* [TEXT EXTRACT]:
The State of HTML5 Local Data Storage

posted by
joshua

power tube

Of all the new features being implemented as HTML5, I think I’m most excited about offline storage. Despite more and more ubiquitous Wifi, despite the ability to tether our laptops to our 3G mobile phones, as web apps have become more and more sophisticated, the need to be online has often felt like the the last barrier separating the web and the desktop.

There are actually two kinds of offline storage on offer in HTML5. Client-side session and persistent storage (also sometimes referred to with the vaguely misleading “DOM Storage”, or simply “web storage”) is a simple, cookie-like key-value store. The key and value are treated as strings, but it’s possible to store more complex objects as stringified JSON.

If you’ve worked with cookies before, you’ll probably find yourself getting familiar with this storage mechanism pretty quickly. However, there are some significant differences between web storage and cookies:

The other kind of offline storage - variously called “JavaScript Database” (Webkit), “Storage” (Mozilla), Web SQL storage or “webdb” (various) - is far more robust. This is offline storage using real SQL - Webkit and Mozilla both use an embedded SQLite engine, and expose it through various client-side scripting interfaces.

Here’s an example taken from Apple’s developer documentation for Safari:

Unfortunately, unlike “DOM Storage”, the various browser vendors are less committed to standardizing on “webdb” - Opera’s support is still forthcoming, Webkit is fully on-board and shipping, and Mozilla has been vocally skeptical of the whole idea, and labels their API as ‘unfrozen’ - meaning it’s likely to change over time. There’s excellent documentation from both Webkit and Mozilla, but the APIs are drastically different.

Even worse than two drastically different APIs for the two major supporting browsers, the larger developer community hasn’t quite bought into SQL storage, yet. There are concerns that SQLite isn’t the most standards-compatible SQL implementation. Some had hoped to see the browser vendors adopt one of the modern, flexible, “document model” database formats, made popular by CouchDB, MongoDB and SimpleDB. For now, the W3C Working Group has officially declared SQL storage as being “at an impasse”.

* [SET EXERCISE]:
Please rewrite the passage from the HTML5 storage article that begins at the words "The State of" and stops after "and the desktop.", putting "local storage" wherever "offline storage" appears. The material after this point isn't needed.

* [SUPPLIED MATERIAL]:
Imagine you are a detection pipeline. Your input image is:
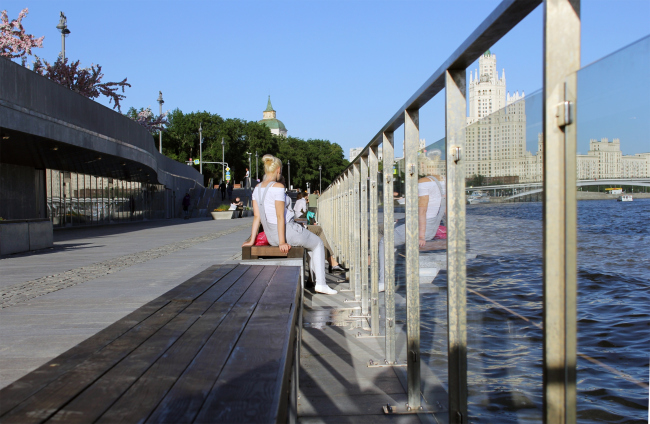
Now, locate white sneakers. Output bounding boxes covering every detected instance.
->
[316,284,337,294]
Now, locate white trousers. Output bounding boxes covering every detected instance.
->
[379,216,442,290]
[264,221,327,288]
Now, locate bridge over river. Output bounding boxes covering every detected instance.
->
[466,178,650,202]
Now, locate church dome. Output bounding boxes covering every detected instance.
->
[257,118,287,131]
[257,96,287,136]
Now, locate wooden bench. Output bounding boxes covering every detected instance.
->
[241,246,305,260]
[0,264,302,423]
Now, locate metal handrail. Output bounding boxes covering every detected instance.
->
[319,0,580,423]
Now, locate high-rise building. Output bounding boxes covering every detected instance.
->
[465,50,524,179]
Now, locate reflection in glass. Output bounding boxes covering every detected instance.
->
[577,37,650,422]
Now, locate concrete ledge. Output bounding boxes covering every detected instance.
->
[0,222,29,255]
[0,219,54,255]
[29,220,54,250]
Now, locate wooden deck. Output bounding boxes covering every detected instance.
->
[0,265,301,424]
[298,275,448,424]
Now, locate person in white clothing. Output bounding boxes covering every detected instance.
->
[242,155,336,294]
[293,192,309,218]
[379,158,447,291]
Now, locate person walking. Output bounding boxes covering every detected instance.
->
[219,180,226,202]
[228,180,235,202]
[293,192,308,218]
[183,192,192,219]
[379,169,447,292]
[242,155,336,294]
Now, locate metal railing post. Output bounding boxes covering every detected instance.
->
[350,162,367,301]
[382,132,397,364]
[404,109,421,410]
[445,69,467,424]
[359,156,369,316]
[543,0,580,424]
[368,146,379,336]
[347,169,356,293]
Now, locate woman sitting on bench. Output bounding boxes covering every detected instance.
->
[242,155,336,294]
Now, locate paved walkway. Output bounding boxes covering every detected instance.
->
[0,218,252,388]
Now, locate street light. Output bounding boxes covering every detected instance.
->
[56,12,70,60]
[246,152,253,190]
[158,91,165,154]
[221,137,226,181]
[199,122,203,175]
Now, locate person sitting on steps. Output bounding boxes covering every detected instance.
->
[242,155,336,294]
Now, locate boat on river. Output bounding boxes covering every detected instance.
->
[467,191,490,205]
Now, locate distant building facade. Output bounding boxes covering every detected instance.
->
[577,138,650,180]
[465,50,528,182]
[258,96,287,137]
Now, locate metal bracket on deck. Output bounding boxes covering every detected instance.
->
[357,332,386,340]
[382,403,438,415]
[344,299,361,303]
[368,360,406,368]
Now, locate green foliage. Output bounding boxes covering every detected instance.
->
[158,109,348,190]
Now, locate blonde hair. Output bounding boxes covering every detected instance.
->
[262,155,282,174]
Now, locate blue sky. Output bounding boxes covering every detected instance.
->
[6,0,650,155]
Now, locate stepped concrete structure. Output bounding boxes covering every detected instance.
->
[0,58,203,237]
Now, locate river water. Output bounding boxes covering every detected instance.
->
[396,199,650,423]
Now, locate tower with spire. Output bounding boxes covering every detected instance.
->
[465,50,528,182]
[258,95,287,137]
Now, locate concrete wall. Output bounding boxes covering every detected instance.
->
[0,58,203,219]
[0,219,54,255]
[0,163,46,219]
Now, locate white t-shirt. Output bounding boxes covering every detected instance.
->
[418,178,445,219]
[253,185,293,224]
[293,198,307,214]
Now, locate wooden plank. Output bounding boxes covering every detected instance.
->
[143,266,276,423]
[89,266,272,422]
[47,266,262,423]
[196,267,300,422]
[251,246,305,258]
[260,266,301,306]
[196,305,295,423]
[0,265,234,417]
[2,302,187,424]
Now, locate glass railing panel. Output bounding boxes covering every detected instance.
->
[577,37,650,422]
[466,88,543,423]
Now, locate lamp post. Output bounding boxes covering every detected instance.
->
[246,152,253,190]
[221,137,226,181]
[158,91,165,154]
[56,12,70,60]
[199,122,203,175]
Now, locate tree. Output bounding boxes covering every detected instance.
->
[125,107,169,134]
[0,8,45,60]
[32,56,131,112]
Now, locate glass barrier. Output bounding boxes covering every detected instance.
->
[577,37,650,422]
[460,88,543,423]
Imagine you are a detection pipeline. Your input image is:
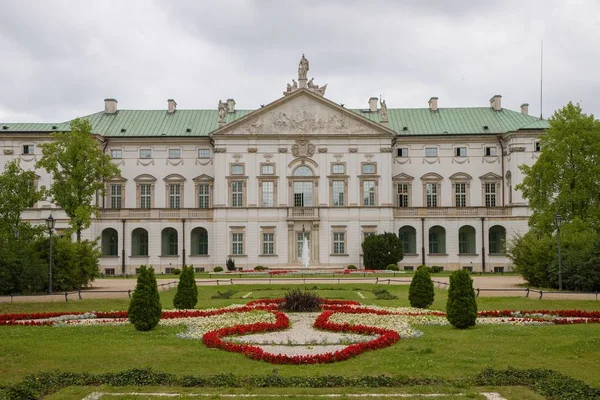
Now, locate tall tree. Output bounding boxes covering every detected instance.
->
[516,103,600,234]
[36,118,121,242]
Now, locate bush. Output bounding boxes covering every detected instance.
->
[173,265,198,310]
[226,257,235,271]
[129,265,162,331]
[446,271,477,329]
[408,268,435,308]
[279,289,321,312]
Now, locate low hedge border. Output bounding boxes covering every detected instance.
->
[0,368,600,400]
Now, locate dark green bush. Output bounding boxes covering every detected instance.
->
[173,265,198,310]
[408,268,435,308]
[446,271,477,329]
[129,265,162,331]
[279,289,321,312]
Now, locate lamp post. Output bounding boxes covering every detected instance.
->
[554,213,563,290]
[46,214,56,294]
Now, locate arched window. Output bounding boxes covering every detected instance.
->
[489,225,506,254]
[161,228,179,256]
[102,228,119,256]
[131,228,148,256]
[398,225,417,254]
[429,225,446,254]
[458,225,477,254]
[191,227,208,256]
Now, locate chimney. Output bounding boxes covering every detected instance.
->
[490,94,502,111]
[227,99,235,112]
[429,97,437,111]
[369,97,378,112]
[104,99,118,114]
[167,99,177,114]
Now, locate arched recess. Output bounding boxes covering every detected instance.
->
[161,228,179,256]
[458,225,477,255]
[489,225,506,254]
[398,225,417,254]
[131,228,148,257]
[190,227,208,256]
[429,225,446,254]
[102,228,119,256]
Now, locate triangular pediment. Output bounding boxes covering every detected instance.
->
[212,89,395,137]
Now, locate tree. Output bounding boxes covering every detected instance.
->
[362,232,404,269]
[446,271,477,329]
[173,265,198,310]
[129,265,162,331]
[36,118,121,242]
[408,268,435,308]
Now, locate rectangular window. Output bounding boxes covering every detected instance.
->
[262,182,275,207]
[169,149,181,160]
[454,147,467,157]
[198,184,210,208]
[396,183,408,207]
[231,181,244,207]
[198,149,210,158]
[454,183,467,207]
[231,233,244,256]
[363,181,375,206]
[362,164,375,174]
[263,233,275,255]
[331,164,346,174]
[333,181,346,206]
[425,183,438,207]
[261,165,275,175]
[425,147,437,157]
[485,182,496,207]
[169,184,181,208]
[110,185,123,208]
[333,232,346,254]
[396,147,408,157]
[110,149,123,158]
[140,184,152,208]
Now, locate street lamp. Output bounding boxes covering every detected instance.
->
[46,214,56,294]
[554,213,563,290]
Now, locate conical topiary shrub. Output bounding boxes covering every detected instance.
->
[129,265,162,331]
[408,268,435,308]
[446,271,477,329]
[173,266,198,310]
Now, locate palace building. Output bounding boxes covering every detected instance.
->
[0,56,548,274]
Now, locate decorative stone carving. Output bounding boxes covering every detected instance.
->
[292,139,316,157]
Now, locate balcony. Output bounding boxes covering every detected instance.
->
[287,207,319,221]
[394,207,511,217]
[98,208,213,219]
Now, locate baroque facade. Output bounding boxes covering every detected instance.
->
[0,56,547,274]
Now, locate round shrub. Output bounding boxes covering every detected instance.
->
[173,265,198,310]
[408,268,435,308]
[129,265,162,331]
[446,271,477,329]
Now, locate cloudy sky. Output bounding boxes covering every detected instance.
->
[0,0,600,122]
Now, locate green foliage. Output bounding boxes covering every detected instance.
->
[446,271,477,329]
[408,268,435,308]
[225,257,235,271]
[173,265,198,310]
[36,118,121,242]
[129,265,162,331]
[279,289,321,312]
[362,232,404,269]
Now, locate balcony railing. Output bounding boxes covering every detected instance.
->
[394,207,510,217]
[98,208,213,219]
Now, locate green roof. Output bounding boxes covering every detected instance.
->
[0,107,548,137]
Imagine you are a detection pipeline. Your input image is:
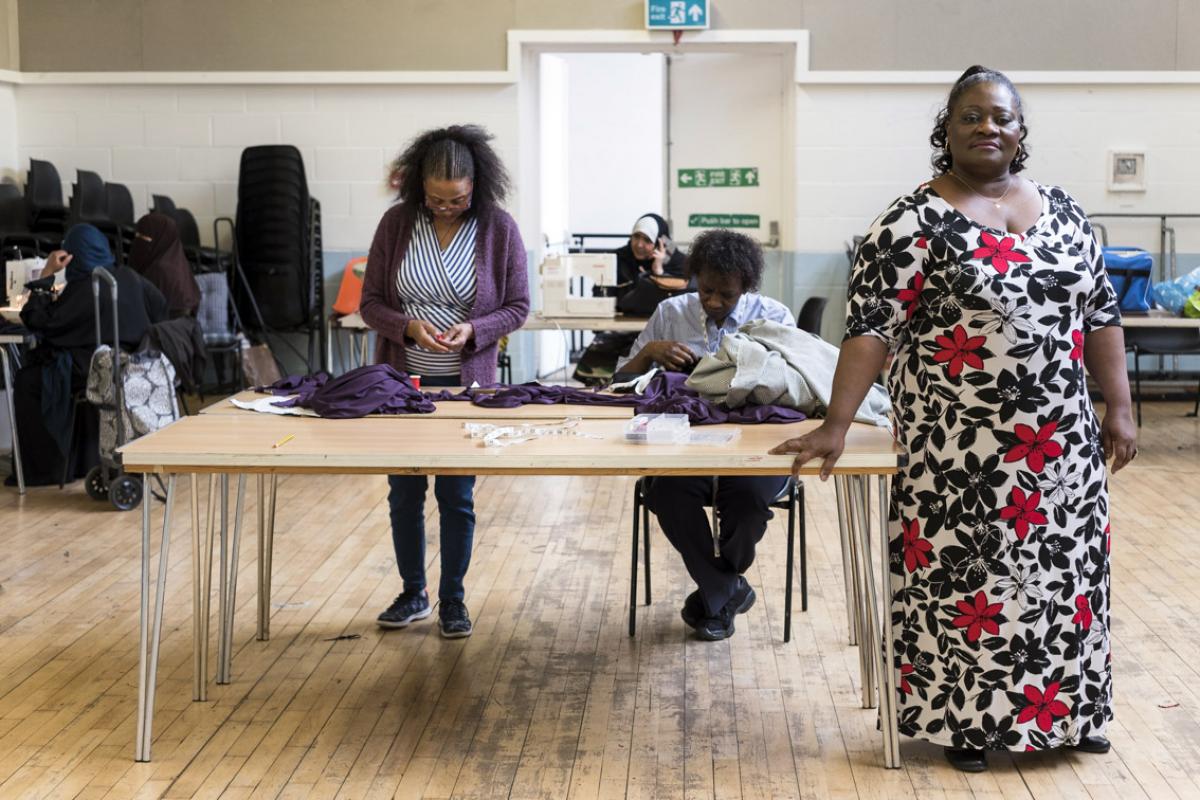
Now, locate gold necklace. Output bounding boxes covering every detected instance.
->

* [SOLUTION FOR THIS EXERCISE]:
The State of HTML5 Local Data Storage

posted by
joshua

power tube

Of all the new features being implemented as HTML5, I think I’m most excited about local storage. Despite more and more ubiquitous Wifi, despite the ability to tether our laptops to our 3G mobile phones, as web apps have become more and more sophisticated, the need to be online has often felt like the the last barrier separating the web and the desktop.